• [OBJECTIVE]: Please identify each line in the data below that contains the word "brown", and copy every one of those lines.

• [RECORDS SUPPLIED]:
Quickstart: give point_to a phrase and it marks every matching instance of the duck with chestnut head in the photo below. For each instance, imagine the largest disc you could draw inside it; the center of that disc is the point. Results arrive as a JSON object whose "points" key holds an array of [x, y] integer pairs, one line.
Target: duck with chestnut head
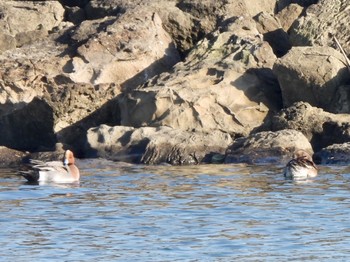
{"points": [[53, 171]]}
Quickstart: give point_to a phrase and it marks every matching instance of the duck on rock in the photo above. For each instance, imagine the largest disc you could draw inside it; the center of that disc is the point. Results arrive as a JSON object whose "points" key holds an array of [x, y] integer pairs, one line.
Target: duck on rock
{"points": [[53, 171], [301, 166]]}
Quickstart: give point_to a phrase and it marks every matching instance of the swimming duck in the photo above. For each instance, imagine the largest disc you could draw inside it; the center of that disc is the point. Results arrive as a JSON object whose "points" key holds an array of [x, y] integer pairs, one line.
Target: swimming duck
{"points": [[53, 171], [301, 166]]}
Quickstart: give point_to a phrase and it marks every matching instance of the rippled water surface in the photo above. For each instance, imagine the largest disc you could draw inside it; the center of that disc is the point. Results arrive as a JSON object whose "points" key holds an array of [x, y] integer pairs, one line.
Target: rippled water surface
{"points": [[161, 213]]}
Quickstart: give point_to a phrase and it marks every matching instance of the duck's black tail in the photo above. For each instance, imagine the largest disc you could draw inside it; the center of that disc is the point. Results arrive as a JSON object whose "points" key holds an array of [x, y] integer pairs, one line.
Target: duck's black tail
{"points": [[31, 175]]}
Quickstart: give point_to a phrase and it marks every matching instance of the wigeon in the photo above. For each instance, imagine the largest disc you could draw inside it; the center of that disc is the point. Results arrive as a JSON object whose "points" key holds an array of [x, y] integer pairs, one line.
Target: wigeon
{"points": [[53, 171], [301, 166]]}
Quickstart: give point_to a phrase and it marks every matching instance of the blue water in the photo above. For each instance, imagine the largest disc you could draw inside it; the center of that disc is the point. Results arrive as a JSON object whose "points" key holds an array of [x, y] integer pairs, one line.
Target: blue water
{"points": [[122, 212]]}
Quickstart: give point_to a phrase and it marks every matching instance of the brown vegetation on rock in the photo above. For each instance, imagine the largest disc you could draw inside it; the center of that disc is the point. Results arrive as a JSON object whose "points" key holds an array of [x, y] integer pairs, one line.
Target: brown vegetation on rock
{"points": [[180, 79]]}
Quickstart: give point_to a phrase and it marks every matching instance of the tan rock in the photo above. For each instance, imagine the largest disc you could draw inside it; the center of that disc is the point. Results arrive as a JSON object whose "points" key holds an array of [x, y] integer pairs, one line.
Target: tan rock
{"points": [[321, 22], [134, 46], [313, 75], [151, 145], [212, 89], [23, 16], [288, 15], [10, 157], [319, 127]]}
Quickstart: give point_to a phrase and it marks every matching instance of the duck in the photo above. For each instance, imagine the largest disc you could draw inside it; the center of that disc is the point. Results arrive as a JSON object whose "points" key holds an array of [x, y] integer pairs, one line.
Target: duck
{"points": [[53, 171], [301, 166]]}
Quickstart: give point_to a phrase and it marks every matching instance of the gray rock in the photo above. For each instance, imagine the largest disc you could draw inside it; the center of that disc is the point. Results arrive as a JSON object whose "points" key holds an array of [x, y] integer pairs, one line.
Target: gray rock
{"points": [[267, 147], [320, 127], [23, 16], [322, 21], [151, 145], [10, 157], [220, 86], [334, 154], [311, 74]]}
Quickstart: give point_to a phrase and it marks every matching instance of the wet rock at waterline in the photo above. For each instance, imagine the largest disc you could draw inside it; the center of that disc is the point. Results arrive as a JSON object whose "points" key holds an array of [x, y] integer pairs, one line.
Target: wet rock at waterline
{"points": [[155, 145], [267, 147]]}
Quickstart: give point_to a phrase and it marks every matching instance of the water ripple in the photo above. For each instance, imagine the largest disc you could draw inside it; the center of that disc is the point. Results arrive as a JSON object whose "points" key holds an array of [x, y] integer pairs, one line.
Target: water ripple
{"points": [[164, 213]]}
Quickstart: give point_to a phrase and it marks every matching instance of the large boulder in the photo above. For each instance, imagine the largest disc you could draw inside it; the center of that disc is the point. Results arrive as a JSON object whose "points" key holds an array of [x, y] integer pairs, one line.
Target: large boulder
{"points": [[151, 145], [322, 21], [226, 84], [65, 82], [126, 50], [313, 75], [321, 128], [23, 16], [267, 147], [22, 22]]}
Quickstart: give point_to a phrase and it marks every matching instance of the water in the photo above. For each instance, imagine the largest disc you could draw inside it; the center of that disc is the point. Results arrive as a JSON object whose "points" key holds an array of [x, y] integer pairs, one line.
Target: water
{"points": [[161, 213]]}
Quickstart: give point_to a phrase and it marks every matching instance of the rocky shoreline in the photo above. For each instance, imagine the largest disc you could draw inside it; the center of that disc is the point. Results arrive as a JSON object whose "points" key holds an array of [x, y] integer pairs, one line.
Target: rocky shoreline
{"points": [[175, 81]]}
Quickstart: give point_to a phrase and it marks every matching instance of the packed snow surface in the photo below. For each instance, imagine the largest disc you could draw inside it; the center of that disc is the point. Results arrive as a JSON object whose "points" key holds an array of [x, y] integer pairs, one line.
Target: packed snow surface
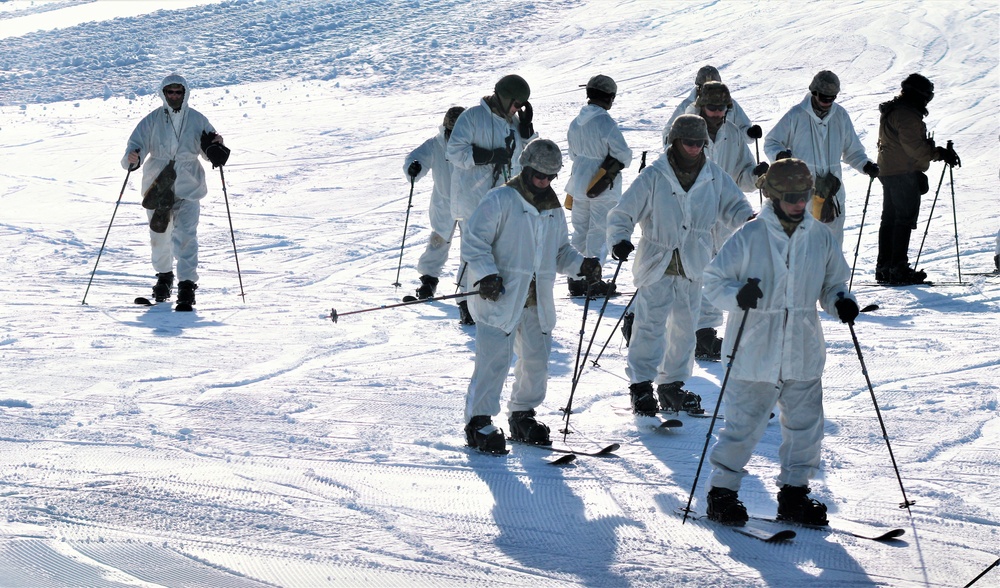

• [RESULT BELOW]:
Quickstart: give point_to a phrase and it marks every matching instance of the brown vegetation on rock in the photo above. For each instance, imagine the largest disc you could draw inside it; the center of that disc is the point. Results arrive as a JSON object whose "points" key holds an array of [x, y] integer pairs, one line.
Target: brown vegetation on rock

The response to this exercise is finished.